Chaque mois, dans ses 10 derniers jours, tout comme je le fais pour le cinéma (dans ses 10 premiers) et tout comme je le fais pour la musique (vers le milieu), je vous parle de l'une des mes trois plus grandes passions sur terre, après toutes les autres, la littérature.
Lire c'est s'ouvrir au monde. C'est s'ouvrir à un monde. C'est découvrir et se découvrir. C'est apprendre, comprendre le monde différemment. Ou pas. C'est accepter de se faire bercer par un rythme qui n'est pas le sien. Par des idées qui ne sont pas les siennes. C'est plonger dans la poésie d'autrui. Pour moi, qui suis traducteur, c'est à peine travailler.
Lire c'est apprendre à respirer autrement. Et respirer, c'est vivre.
L'AVEUGLEMENT de JOSÉ SARAMAGO
Un homme devient soudainement aveugle. C'est le début d'une épidémie qui se propage à une vitesse fulgurante à travers tout le pays. Saramago, prix Nobel de littérature de 1998, est Portugais, on imagine donc le Portugal, mais ça pourrait être n'importe où sur terre. Mis en quarantaine, privés de tout repère, les hordes d'aveugles tentent de survivre à n'importe quel prix. Seule une femme n'a pas été frappée par "la blancheur lumineuse" . Saura-t-elle les guider hors de ces ténèbres désertées par l'humanité?

____

== TRAVAIL À EFFECTUER ==
1 - Réécrivez le texte sur la littérature de « Chaque mois, dans » à « à peine travailler. », en remplaçant « traducteur » par « écrivain ».
2 - Prolongez le texte sur la littérature au-delà de sa dernière phrase.
Les enregistrements n'ont aucun rapport avec le texte sur la littérature.

== DONNÉES FOURNIES ==
____

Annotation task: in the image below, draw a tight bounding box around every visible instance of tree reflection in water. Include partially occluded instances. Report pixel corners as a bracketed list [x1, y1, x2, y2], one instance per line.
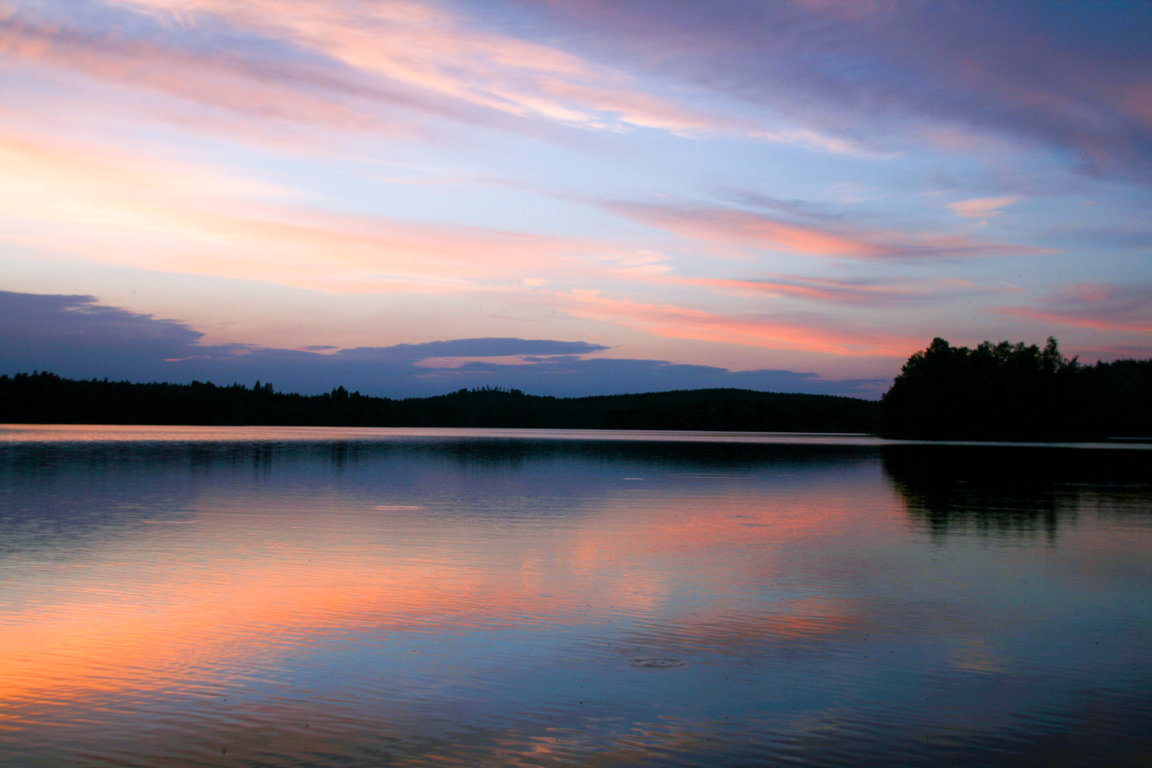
[881, 444, 1150, 541]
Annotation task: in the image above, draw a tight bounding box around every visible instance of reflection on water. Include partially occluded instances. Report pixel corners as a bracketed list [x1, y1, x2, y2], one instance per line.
[882, 444, 1152, 539]
[0, 427, 1152, 766]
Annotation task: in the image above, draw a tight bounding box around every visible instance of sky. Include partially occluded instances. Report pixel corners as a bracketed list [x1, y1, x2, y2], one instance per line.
[0, 0, 1152, 398]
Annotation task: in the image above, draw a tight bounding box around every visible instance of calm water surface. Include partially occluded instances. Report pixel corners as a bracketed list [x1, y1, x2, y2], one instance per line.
[0, 427, 1152, 767]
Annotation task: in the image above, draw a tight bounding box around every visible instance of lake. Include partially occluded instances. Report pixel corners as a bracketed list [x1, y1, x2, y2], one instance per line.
[0, 425, 1152, 767]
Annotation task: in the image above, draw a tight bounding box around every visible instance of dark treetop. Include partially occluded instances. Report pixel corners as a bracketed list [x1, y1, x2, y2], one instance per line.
[881, 337, 1152, 440]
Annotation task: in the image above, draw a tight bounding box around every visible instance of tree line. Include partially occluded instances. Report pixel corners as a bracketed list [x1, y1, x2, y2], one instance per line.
[0, 337, 1152, 441]
[0, 372, 880, 433]
[880, 337, 1152, 441]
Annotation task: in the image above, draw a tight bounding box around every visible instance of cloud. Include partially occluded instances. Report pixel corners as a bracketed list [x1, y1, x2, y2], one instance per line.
[602, 201, 1055, 260]
[0, 0, 783, 147]
[1000, 283, 1152, 333]
[680, 275, 991, 309]
[948, 197, 1018, 219]
[0, 291, 889, 397]
[505, 0, 1152, 183]
[561, 290, 919, 357]
[0, 131, 631, 292]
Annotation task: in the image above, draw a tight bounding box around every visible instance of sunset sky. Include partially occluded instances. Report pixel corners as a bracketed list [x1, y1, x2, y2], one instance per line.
[0, 0, 1152, 397]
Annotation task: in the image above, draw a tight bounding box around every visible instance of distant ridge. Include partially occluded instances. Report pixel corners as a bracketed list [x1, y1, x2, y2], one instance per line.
[0, 372, 880, 433]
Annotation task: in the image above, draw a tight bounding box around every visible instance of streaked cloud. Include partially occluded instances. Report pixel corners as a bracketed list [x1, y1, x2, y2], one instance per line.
[561, 290, 917, 357]
[0, 291, 889, 397]
[1001, 283, 1152, 333]
[948, 197, 1017, 219]
[605, 201, 1055, 259]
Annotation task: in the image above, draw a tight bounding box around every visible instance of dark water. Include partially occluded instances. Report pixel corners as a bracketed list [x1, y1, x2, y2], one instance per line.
[0, 428, 1152, 767]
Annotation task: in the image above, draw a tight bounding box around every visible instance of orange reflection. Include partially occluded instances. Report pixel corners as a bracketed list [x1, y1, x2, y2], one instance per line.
[0, 476, 882, 724]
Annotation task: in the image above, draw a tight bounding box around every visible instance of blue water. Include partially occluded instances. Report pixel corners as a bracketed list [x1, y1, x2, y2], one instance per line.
[0, 427, 1152, 767]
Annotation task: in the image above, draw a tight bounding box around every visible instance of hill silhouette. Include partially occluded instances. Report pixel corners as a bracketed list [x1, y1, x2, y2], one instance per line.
[0, 372, 880, 433]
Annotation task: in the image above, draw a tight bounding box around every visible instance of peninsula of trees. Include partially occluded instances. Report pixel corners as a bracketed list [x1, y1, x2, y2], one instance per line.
[880, 337, 1152, 441]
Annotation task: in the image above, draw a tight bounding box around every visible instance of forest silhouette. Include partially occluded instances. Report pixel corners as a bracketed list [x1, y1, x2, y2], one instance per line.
[0, 337, 1152, 441]
[880, 336, 1152, 441]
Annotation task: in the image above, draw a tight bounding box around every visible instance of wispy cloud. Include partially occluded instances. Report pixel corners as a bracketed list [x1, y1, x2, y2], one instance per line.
[0, 0, 829, 152]
[680, 275, 992, 307]
[604, 201, 1055, 259]
[1000, 283, 1152, 333]
[521, 0, 1152, 182]
[559, 290, 920, 357]
[0, 136, 631, 292]
[0, 291, 888, 397]
[948, 197, 1017, 219]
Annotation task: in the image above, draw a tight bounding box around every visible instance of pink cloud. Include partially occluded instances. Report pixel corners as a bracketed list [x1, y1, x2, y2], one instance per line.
[680, 275, 988, 307]
[559, 290, 923, 357]
[948, 197, 1018, 219]
[0, 135, 631, 292]
[1000, 283, 1152, 333]
[605, 201, 1055, 259]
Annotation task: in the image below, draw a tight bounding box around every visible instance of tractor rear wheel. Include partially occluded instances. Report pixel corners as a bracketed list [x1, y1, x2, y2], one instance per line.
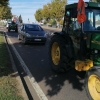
[49, 35, 70, 73]
[85, 66, 100, 100]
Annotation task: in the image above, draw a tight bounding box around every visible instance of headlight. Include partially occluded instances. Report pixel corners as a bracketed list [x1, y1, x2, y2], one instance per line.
[26, 33, 31, 37]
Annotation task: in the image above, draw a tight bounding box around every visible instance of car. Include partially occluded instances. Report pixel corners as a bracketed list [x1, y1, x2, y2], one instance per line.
[8, 21, 18, 32]
[18, 23, 47, 44]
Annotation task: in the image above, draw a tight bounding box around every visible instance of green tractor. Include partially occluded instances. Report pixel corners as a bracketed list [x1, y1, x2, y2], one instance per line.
[8, 21, 18, 32]
[49, 2, 100, 100]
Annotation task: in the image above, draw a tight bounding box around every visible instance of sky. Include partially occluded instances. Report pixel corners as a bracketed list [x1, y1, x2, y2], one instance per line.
[9, 0, 89, 23]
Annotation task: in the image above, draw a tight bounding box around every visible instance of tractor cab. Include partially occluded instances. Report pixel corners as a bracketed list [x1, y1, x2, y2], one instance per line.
[49, 2, 100, 72]
[62, 2, 100, 62]
[63, 2, 100, 32]
[49, 2, 100, 100]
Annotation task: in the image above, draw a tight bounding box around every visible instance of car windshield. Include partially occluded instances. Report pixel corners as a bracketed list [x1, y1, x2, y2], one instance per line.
[83, 9, 100, 31]
[25, 24, 43, 31]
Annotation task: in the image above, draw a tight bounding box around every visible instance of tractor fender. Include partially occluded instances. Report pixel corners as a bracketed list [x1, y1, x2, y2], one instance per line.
[86, 66, 100, 73]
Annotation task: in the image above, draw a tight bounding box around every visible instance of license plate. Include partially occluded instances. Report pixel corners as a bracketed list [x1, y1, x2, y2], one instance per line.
[34, 39, 41, 41]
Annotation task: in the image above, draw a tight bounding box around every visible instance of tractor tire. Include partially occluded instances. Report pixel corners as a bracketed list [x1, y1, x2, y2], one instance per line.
[49, 35, 71, 73]
[85, 66, 100, 100]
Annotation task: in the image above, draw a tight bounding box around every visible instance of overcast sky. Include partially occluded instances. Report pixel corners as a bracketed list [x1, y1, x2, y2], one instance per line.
[9, 0, 89, 22]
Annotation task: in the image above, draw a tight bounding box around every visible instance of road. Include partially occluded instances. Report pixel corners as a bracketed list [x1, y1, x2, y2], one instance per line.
[3, 26, 88, 100]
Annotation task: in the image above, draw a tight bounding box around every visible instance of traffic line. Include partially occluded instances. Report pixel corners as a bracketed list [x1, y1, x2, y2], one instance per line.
[5, 33, 48, 100]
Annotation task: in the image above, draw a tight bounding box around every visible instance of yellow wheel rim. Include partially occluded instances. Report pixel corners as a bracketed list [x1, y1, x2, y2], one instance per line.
[51, 42, 60, 65]
[88, 75, 100, 100]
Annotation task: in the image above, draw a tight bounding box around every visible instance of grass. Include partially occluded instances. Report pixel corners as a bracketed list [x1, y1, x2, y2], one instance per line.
[0, 32, 24, 100]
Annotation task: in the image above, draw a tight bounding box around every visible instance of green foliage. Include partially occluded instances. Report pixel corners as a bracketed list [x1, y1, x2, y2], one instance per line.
[35, 9, 43, 22]
[0, 6, 12, 19]
[59, 20, 63, 25]
[49, 19, 57, 26]
[35, 0, 67, 22]
[19, 15, 23, 23]
[0, 0, 9, 6]
[0, 0, 12, 19]
[51, 0, 66, 21]
[44, 20, 47, 24]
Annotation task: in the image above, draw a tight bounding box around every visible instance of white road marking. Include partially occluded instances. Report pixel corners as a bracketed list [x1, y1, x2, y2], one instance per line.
[6, 33, 48, 100]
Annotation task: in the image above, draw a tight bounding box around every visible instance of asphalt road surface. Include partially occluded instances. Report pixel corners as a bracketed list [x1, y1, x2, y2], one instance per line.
[2, 26, 88, 100]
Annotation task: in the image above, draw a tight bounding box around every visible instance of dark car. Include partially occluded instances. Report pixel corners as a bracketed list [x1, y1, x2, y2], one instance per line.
[8, 21, 18, 32]
[18, 24, 47, 44]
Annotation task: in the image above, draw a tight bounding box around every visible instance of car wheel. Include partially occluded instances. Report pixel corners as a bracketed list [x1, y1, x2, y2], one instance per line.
[22, 37, 27, 44]
[18, 34, 21, 40]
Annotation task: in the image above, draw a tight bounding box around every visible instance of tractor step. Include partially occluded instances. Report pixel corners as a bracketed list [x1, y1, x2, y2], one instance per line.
[75, 59, 93, 71]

____

== CORRIGÉ DE L'EXERCICE ==
1 -
Chaque mois, dans ses 10 derniers jours, tout comme je le fais pour le cinéma (dans ses 10 premiers) et tout comme je le fais pour la musique (vers le milieu), je vous parle de l'une des mes trois plus grandes passions sur terre, après toutes les autres, la littérature.
Lire c'est s'ouvrir au monde. C'est s'ouvrir à un monde. C'est découvrir et se découvrir. C'est apprendre, comprendre le monde différemment. Ou pas. C'est accepter de se faire bercer par un rythme qui n'est pas le sien. Par des idées qui ne sont pas les siennes. C'est plonger dans la poésie d'autrui. Pour moi, qui suis écrivain, c'est à peine travailler.

2 -
Par cette simple prémisse, vous pouvez comprendre bien des allégories. Saramago était un brillant écrivain d'allégories. Il s'agit d'un livre de 1995, mais qui pourrait bien être un livre du mois dernier. Les aveugles, vous pouvez choisir qu'ils soient les trumpistes. Vous pouvez aussi choisir que ce sont les complotistes. Le livre offre aussi une sorte de pandémie croissante. Difficile de trouver livre plus actuel.
Un peu comme Albert Camus, autre Nobel, dans La Peste, ce sont les humains, ainsi que leur déshumanisation qui est ici exposée. Comme souvent dans les oeuvres de Saramago, personne n'est clairement identifié. On parle de "la femme du docteur", de "la femme aux lunettes teintées" du "premier aveugle", du "voleur". Parce que la drôle de maladie rendant tout le monde aveugle fait ressortir des travers humains assez croches. Ainsi, très tôt dans le livre, un homme, aidant le premier aveugle, qui lui, était devenu aveugle au volant de sa voiture, l'escorte jusque chez lui, avant d'improviser en lui volant sa voiture, qui ne pouvait plus servir à un aveugle de toute manière. Raisonnement de bottines me direz-vous, mais voilà, cet homme devient lui aussi aveugle, peu de temps après, et chez les aveugles, ce qu'il y a de certain, ce sont bien qu'il y pousse des tonnes et des tonnes de raisonnements de bottines.
Saramago était un grand écrivain , décédé en 2010, à découvrir si vous ne le connaissiez pas.Un grand humaniste aussi.
Le livre peut paraître intimidant car il y a des centaines et des centaines de dialogues mais ils ne sont pas isolés comme on le fait traditionnellement dans un roman. Chaque chapitre est une sorte de paragraphe dans lesquels sont greffés des dialogues. Du genre.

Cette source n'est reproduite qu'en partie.